BEGIN Raw data

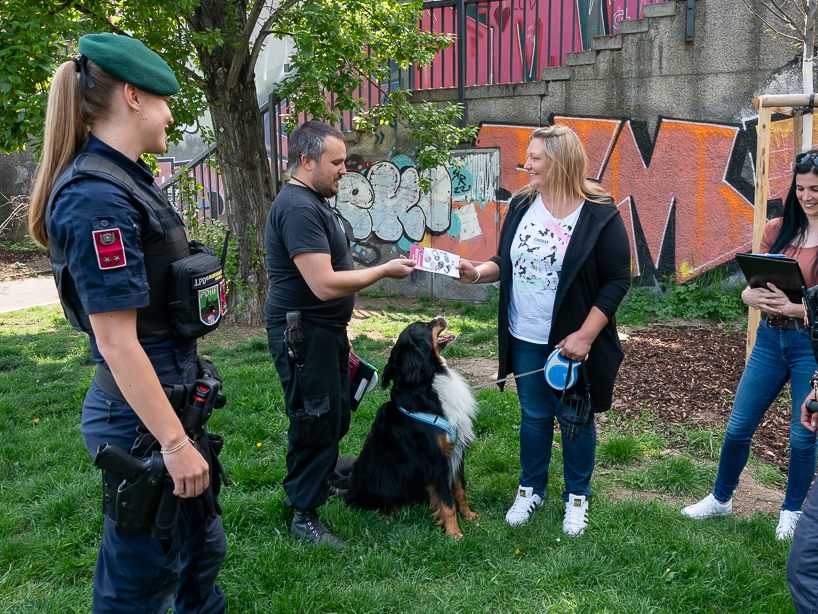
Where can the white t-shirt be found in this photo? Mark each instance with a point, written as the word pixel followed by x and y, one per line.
pixel 537 252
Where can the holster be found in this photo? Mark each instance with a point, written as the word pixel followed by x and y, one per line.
pixel 138 496
pixel 132 504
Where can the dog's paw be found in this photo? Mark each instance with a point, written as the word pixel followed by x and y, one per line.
pixel 468 515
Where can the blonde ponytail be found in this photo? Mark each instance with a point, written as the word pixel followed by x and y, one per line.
pixel 73 106
pixel 64 135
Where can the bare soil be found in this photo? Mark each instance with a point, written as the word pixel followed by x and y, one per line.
pixel 679 375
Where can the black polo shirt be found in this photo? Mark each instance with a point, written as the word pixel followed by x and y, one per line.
pixel 301 221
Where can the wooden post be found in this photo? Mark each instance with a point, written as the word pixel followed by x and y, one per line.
pixel 798 144
pixel 760 206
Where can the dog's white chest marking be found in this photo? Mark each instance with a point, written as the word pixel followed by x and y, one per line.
pixel 459 408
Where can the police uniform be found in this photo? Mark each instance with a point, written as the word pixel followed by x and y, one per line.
pixel 110 243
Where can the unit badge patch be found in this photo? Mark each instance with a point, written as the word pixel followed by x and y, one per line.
pixel 110 249
pixel 210 305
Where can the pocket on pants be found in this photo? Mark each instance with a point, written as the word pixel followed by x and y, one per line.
pixel 311 426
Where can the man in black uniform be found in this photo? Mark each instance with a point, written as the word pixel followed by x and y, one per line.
pixel 313 279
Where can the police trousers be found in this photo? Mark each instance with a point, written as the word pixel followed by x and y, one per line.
pixel 137 573
pixel 802 565
pixel 316 398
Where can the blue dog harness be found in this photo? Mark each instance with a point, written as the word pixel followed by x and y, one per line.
pixel 433 420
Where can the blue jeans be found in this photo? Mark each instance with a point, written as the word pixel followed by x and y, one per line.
pixel 136 572
pixel 778 356
pixel 540 405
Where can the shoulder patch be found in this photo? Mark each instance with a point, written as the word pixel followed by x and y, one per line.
pixel 109 247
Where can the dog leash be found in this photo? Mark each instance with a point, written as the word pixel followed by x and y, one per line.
pixel 508 377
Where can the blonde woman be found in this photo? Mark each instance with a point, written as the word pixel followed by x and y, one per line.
pixel 564 265
pixel 112 236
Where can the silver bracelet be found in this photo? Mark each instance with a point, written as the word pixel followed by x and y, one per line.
pixel 177 447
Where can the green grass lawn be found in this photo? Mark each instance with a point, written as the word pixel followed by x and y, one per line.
pixel 634 557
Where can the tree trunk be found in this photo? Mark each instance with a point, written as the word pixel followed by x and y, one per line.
pixel 242 157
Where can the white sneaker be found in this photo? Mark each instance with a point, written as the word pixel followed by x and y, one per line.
pixel 524 505
pixel 708 508
pixel 786 524
pixel 576 515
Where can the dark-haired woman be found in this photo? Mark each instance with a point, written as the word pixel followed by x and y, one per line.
pixel 111 237
pixel 782 353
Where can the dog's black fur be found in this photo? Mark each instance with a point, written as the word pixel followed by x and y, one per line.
pixel 404 460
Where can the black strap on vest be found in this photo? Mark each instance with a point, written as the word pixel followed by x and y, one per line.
pixel 177 394
pixel 163 242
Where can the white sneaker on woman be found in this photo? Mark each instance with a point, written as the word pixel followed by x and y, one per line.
pixel 786 524
pixel 576 515
pixel 524 505
pixel 708 508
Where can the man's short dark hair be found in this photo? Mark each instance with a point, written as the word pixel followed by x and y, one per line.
pixel 309 139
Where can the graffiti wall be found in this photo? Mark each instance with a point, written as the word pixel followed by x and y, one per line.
pixel 386 211
pixel 685 192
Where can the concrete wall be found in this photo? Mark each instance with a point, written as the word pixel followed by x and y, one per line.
pixel 16 174
pixel 669 129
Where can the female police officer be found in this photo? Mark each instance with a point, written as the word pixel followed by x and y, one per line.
pixel 111 236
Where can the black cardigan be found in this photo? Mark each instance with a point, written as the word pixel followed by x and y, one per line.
pixel 595 272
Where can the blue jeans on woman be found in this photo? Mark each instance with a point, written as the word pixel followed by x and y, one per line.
pixel 540 404
pixel 778 356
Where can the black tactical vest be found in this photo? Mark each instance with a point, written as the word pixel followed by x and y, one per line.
pixel 163 243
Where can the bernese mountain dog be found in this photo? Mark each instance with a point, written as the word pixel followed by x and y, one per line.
pixel 415 449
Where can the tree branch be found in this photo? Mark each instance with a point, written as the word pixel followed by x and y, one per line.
pixel 788 24
pixel 244 43
pixel 265 31
pixel 196 79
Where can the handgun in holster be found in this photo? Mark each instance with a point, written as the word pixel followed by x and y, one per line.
pixel 294 338
pixel 134 493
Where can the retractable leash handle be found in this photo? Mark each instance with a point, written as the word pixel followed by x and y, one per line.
pixel 810 301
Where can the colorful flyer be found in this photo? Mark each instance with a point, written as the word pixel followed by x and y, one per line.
pixel 435 260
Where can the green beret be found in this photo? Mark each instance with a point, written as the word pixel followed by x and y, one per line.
pixel 129 60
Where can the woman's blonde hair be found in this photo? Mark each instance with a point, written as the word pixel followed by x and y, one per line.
pixel 567 178
pixel 74 102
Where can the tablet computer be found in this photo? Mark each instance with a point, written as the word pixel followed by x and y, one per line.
pixel 759 269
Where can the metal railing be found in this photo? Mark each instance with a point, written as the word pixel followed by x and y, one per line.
pixel 195 186
pixel 497 42
pixel 511 41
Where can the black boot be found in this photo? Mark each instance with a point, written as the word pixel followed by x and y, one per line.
pixel 306 526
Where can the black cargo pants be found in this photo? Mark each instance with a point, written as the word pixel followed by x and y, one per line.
pixel 316 397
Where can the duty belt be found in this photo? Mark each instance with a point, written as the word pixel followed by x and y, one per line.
pixel 784 322
pixel 178 394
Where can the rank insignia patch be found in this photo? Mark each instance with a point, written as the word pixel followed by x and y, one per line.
pixel 109 248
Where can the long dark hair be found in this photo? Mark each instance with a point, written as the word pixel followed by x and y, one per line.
pixel 794 223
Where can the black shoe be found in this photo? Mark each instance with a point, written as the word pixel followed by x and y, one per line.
pixel 306 526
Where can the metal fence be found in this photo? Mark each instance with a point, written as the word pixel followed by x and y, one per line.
pixel 511 41
pixel 496 42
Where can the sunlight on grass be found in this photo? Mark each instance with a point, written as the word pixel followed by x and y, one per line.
pixel 619 451
pixel 635 556
pixel 677 475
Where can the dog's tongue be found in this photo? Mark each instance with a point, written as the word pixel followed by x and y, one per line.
pixel 445 339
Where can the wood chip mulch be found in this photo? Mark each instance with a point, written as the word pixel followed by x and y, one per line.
pixel 685 375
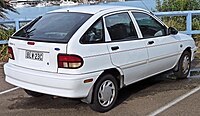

END Raw data

## What needs to be done
Exactly the lines from the one that contains "Where can the long" through the final line of the records above are needed, given again word for word, with every picture left out.

## Task solution
Where can the long dark hair be found in this photo? Mark each instance with a point, written as the word pixel followed by x and y, one per line.
pixel 794 223
Where can the black shoe be found in this photo? Mark each instance with a point, written as the word pixel followed by x and y, one per line.
pixel 306 526
Where can the metal fence be found in this photo? Mark each instance with a point, written as the word pixel followed by x and y, one per line.
pixel 511 41
pixel 496 42
Where can the sunlight on grass be found in this photo? Mark each instance with a point, written as the word pixel followed by x and y, one per line.
pixel 619 451
pixel 635 556
pixel 677 475
Where can the dog's tongue be found in this photo? Mark each instance with a point, written as the word pixel followed by x and y, one per line.
pixel 445 339
Where can the wood chip mulch be found in this photo? Mark each instance with a point, written as the word pixel followed by x and y, one per line.
pixel 685 375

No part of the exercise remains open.